## [Task to carry out]
The required answer is a copy of each line in the entries below that includes "keyboard".

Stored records

*** Begin section ***

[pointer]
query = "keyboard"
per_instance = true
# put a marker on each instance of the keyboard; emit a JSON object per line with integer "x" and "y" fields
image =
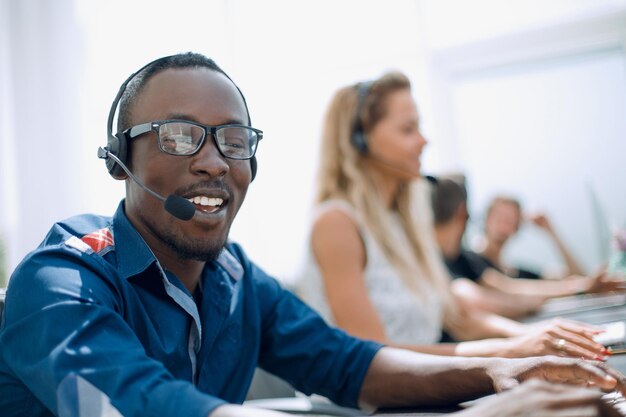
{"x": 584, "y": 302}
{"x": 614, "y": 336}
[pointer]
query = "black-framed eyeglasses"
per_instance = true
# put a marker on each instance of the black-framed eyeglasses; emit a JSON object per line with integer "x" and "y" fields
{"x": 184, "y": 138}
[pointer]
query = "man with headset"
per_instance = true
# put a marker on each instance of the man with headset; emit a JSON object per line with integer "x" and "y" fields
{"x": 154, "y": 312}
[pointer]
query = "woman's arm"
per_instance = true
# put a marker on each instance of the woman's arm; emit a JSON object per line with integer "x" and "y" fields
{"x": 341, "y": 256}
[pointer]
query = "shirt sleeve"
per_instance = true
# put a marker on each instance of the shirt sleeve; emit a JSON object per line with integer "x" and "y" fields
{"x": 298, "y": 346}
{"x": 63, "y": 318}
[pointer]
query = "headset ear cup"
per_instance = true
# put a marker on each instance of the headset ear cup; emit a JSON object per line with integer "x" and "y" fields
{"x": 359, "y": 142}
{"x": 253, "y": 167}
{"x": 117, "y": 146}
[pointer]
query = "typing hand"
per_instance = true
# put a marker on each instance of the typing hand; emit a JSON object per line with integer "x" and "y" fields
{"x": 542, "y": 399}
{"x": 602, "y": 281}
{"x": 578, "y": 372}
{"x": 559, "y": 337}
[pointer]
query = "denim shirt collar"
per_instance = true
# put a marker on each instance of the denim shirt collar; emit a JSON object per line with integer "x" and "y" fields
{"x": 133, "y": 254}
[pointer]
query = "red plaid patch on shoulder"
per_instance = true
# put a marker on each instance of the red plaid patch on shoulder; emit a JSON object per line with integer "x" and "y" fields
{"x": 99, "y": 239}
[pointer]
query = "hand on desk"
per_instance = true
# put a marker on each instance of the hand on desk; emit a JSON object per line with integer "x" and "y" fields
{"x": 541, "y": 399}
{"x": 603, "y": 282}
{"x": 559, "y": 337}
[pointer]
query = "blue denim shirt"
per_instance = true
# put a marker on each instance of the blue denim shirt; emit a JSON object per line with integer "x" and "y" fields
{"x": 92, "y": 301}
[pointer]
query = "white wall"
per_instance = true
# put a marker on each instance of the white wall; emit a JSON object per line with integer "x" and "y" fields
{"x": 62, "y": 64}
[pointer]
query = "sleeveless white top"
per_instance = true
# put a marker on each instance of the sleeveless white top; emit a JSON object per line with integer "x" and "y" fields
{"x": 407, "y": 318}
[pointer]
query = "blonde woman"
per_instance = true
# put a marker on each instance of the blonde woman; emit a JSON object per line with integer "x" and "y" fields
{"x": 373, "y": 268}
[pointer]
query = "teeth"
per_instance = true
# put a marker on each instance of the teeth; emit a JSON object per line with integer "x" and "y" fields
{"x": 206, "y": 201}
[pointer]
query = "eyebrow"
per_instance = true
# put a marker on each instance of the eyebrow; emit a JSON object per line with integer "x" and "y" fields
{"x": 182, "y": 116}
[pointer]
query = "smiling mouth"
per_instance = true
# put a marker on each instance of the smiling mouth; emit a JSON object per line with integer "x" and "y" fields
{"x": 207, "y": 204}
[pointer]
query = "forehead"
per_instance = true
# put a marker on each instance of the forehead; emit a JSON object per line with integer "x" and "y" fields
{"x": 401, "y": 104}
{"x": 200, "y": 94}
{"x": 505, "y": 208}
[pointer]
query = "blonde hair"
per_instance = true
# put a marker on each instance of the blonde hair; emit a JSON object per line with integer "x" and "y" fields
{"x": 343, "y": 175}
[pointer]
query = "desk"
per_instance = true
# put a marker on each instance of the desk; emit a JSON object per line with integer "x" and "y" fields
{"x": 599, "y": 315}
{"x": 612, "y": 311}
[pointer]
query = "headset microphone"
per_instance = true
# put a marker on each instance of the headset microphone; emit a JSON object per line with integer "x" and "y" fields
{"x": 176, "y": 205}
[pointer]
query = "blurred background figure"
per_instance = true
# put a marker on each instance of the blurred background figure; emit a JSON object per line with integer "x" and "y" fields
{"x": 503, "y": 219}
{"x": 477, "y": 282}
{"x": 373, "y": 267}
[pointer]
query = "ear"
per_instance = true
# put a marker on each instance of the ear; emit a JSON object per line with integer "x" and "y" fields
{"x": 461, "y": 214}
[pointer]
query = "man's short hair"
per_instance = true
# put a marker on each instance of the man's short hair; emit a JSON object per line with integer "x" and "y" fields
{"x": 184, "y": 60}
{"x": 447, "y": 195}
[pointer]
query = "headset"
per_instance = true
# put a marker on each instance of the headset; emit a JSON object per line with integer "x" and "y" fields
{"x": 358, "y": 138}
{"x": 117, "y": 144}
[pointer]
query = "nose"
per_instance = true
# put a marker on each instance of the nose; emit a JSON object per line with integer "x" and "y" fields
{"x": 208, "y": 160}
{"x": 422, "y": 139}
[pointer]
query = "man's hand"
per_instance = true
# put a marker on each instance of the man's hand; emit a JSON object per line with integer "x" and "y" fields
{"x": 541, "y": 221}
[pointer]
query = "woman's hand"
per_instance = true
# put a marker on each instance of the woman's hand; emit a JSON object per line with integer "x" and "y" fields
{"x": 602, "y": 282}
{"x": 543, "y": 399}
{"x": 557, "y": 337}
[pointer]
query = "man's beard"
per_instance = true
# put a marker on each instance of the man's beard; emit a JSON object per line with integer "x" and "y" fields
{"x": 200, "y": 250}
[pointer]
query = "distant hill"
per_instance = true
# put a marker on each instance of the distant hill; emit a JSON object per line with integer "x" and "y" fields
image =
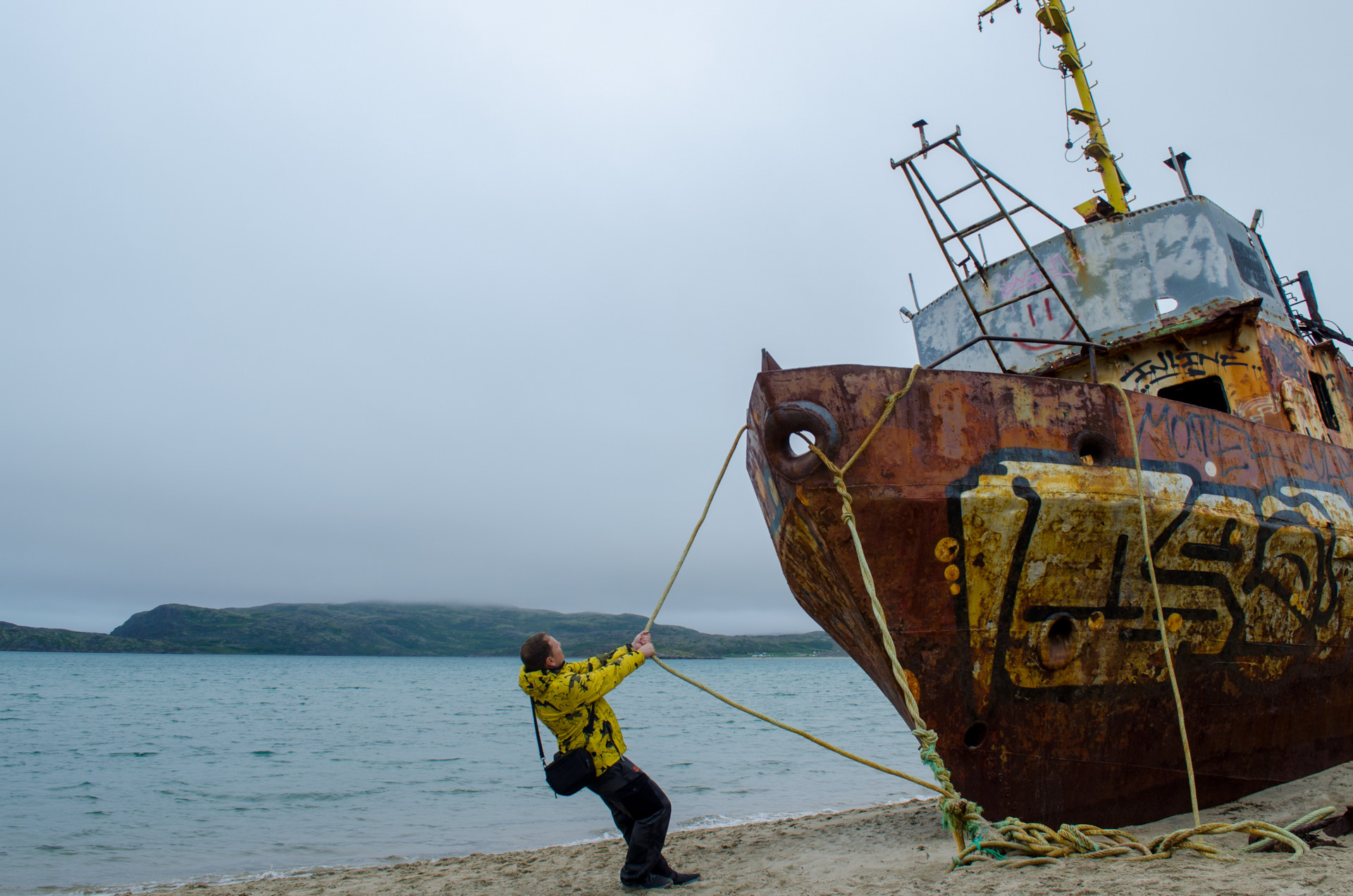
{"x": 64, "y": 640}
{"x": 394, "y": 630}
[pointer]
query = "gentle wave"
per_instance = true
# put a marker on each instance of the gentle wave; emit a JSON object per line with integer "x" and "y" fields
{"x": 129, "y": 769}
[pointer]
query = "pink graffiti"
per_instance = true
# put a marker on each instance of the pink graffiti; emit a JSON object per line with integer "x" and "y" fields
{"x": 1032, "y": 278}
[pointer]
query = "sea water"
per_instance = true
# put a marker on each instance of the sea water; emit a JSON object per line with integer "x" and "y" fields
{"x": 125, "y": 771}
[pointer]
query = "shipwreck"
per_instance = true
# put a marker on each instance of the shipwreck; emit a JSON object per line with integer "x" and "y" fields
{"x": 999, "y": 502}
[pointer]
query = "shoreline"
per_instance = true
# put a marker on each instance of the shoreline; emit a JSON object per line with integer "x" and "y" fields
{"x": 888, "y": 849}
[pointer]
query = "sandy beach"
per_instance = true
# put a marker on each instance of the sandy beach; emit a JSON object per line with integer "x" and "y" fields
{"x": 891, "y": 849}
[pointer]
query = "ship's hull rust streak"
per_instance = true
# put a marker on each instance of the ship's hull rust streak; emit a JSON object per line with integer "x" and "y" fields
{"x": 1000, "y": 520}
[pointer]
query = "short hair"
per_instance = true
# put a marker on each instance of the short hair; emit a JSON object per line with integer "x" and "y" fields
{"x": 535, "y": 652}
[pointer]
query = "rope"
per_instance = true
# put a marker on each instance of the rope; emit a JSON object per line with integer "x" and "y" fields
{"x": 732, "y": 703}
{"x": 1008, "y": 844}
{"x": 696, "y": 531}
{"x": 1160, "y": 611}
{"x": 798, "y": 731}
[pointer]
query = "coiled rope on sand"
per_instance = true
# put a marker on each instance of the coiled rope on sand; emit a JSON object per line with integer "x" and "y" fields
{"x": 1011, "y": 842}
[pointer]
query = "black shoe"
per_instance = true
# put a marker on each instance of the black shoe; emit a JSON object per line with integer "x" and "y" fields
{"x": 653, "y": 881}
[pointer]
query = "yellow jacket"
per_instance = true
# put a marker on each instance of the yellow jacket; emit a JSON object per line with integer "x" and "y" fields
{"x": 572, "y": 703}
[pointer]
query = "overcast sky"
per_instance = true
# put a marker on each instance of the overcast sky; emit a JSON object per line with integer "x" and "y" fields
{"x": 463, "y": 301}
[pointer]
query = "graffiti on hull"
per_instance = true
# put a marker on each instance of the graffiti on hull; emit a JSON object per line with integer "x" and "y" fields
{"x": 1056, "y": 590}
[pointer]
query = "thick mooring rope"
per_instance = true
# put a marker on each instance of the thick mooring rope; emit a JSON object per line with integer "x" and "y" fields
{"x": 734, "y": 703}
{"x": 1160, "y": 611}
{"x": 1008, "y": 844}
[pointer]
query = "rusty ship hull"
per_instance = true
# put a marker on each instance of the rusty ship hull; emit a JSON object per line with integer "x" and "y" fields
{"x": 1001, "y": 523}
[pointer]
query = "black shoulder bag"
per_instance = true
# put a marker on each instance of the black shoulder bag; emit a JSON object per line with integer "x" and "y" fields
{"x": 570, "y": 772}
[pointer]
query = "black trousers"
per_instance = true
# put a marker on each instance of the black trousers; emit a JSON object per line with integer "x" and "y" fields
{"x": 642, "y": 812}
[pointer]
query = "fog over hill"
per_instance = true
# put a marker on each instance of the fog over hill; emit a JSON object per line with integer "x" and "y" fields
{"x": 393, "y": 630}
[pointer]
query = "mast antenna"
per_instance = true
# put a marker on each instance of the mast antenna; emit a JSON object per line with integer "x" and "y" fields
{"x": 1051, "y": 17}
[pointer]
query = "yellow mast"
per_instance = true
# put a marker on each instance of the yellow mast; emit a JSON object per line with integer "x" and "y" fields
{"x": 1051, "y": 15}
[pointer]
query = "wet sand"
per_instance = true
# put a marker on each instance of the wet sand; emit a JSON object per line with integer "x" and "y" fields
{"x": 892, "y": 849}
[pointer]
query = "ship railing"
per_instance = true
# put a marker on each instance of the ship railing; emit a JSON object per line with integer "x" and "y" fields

*** End section ***

## [Exercise solution]
query = "keyboard"
# put a marker on each instance of the keyboard; emit a JSON object per line with integer "x" and "y" fields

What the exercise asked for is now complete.